- [Work to be completed] What's needed is a full, exact retyping of the records.

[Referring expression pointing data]
┄┄┄┄┄┄
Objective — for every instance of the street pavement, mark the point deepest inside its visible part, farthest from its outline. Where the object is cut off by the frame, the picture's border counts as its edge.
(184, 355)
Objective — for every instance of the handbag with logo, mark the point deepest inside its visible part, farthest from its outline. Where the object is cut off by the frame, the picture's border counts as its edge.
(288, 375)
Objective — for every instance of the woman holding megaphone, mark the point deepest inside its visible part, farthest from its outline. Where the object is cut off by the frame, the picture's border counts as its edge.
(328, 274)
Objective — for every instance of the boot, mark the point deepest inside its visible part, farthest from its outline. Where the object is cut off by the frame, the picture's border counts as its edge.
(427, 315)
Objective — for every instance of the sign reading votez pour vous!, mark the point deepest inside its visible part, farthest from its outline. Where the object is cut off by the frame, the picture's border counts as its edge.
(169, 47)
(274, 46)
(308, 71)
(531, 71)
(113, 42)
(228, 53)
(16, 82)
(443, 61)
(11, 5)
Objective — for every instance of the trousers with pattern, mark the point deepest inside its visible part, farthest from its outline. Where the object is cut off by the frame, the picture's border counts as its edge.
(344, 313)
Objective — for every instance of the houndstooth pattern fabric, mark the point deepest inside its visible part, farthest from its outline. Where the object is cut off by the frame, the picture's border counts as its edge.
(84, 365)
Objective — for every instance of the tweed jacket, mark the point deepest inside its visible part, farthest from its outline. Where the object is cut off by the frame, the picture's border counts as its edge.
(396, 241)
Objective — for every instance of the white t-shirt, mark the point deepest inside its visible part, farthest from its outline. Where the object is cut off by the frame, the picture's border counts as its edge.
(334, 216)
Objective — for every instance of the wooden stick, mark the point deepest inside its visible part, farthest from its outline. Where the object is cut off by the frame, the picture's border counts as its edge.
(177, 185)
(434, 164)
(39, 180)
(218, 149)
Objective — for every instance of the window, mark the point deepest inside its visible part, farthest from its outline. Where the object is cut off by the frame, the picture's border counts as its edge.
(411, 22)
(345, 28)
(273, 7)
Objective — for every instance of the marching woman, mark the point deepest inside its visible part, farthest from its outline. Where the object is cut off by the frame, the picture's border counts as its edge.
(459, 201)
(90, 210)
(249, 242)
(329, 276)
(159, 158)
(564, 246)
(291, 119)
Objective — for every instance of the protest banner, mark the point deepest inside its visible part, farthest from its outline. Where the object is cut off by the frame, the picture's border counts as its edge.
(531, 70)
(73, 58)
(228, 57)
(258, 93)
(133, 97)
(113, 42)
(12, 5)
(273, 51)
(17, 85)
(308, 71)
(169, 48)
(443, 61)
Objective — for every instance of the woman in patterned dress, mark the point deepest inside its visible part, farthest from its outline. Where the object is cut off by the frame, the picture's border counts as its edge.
┄┄┄┄┄┄
- [Task result]
Objective — for every instance of the street pavement, mark the point deepest inside its visible part, farthest from its outline. Where the object is cut off by the frame, the picture's border counts as its edge.
(184, 355)
Objective — for every instance of the handbag with logo, mark the point deepest inside its visible part, farthest from its outline. Where the object is cut off by the frame, the picture's border counts as its edge.
(288, 375)
Objective — for every instance of the woman holding megaphone, mark the point deepest inside its visible part, farthest from its outline. Where the object is cut off by the frame, the picture's border counts as its edge.
(328, 274)
Objective — for every instance of the boot, mark the point deepest inside its visible part, farthest from its outline. Where the object is cut off by the frame, the picture's border counts as its edge.
(427, 315)
Objective — for every instance of the sign reading votez pour vous!, mark the point deepest inside its visible part, farthest from its outline. Where the object is cut off by the frame, the picture's border counts as its edge.
(169, 47)
(274, 46)
(308, 71)
(531, 71)
(113, 42)
(228, 53)
(16, 82)
(443, 61)
(11, 5)
Objective — for every instance of the trousers with pattern, mark the point deepest inside its visible part, farthest from its outline. Where the object is cut off by the frame, the picture's border counts as its edge.
(344, 313)
Objective — for every instance of the houndstooth pattern fabric, mark the point deepest inside its visible part, farthest from its outline. Where the object is cut off by the frame, the picture's border counts as its edge.
(84, 365)
Objective — for every instance of the tweed jacket, mark the point deepest inside its visible part, farthest from its outline. Where the object is cut off by the frame, the picture's border counts as its edge.
(396, 241)
Objective — for every instance of the white t-shirt, mark the point deepest inside its visible part, farthest from its outline. Where the object is cut off by the frame, the picture's border counts as its edge.
(334, 216)
Objective — for every instance of the wooden stick, mark the point deepest inside its visible part, farthest from its outline. Where the object is cut off by the frame, the picture's border counts as its edge.
(177, 185)
(434, 164)
(39, 180)
(218, 149)
Objective — for every instance of the window, mark the point deepest inside its visible part, farthest from its outline. Where the object is cut off by the frame, the picture's border counts as its edge.
(411, 22)
(345, 28)
(273, 7)
Objective — for every instance of the marching woman, mark the point deepest inside its visible part, farthest from its outline. Where the object is cut off by the frame, the picture's border counts as its edge.
(459, 201)
(90, 210)
(249, 242)
(329, 276)
(159, 158)
(564, 246)
(291, 119)
Objective — for every instance of the protest banner, mark the point deepest inside its visible part, farthest from its outline. Where the object is cut off by the frame, the picture's border counts as its edge.
(531, 70)
(73, 58)
(228, 57)
(258, 93)
(133, 97)
(113, 42)
(12, 5)
(273, 51)
(17, 85)
(308, 71)
(169, 48)
(443, 61)
Objective — for every instance of the woman in patterned dress, mark the point deepest inside its visible part, farthest from its outline. Where the object is cut off by the frame, the picture's border counts as its edge.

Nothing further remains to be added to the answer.